• [Problem]: Locate every line in the records below that contains the string "dirt", matching case exactly, and copy each of those lines.

— begin —

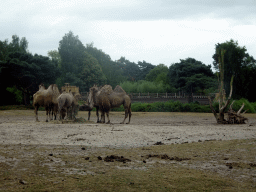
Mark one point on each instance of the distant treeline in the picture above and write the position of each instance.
(84, 65)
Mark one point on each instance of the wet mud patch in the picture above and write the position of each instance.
(166, 157)
(113, 158)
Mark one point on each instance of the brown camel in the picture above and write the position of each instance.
(107, 98)
(69, 103)
(87, 107)
(46, 98)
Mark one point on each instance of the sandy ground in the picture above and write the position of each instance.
(145, 129)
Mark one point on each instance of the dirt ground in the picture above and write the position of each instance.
(145, 129)
(38, 154)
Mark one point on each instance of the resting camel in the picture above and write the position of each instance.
(107, 98)
(46, 98)
(69, 103)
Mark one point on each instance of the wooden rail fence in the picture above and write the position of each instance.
(162, 97)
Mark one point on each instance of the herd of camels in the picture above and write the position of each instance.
(66, 103)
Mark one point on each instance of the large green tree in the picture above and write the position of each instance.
(239, 63)
(21, 72)
(191, 75)
(112, 71)
(78, 67)
(159, 73)
(71, 51)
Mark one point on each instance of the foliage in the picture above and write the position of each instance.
(91, 73)
(144, 87)
(250, 107)
(240, 64)
(78, 67)
(17, 93)
(169, 106)
(177, 106)
(111, 70)
(55, 57)
(21, 72)
(191, 75)
(159, 73)
(133, 71)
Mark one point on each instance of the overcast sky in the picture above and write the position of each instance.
(159, 31)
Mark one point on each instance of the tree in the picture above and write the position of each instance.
(145, 68)
(238, 63)
(78, 67)
(55, 57)
(71, 51)
(91, 73)
(159, 73)
(112, 71)
(25, 72)
(188, 75)
(233, 116)
(21, 72)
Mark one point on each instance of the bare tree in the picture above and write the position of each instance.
(233, 116)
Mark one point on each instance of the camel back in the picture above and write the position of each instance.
(119, 89)
(55, 92)
(106, 89)
(68, 88)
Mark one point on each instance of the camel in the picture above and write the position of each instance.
(89, 108)
(46, 98)
(107, 98)
(69, 103)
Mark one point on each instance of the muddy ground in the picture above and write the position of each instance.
(145, 129)
(200, 144)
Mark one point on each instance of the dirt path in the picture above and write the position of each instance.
(146, 129)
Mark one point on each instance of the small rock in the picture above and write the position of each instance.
(23, 182)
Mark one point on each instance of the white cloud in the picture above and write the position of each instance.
(163, 31)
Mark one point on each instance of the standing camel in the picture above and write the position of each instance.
(107, 98)
(69, 103)
(46, 98)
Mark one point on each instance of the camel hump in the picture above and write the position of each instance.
(119, 89)
(106, 89)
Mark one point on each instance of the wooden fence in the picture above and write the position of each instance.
(162, 97)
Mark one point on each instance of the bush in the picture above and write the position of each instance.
(247, 105)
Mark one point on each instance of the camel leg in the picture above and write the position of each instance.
(102, 117)
(89, 115)
(47, 113)
(36, 112)
(97, 114)
(108, 117)
(130, 115)
(126, 115)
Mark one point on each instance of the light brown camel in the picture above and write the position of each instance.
(46, 98)
(87, 107)
(107, 98)
(69, 103)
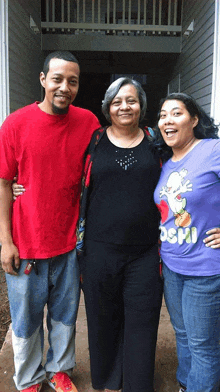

— end —

• [Result for this exercise]:
Mark one point on each instance of the dirt ground in the picture above and write the position of each instance.
Mark one point on each instance of the dirt path in the picture above and write the position of each instance.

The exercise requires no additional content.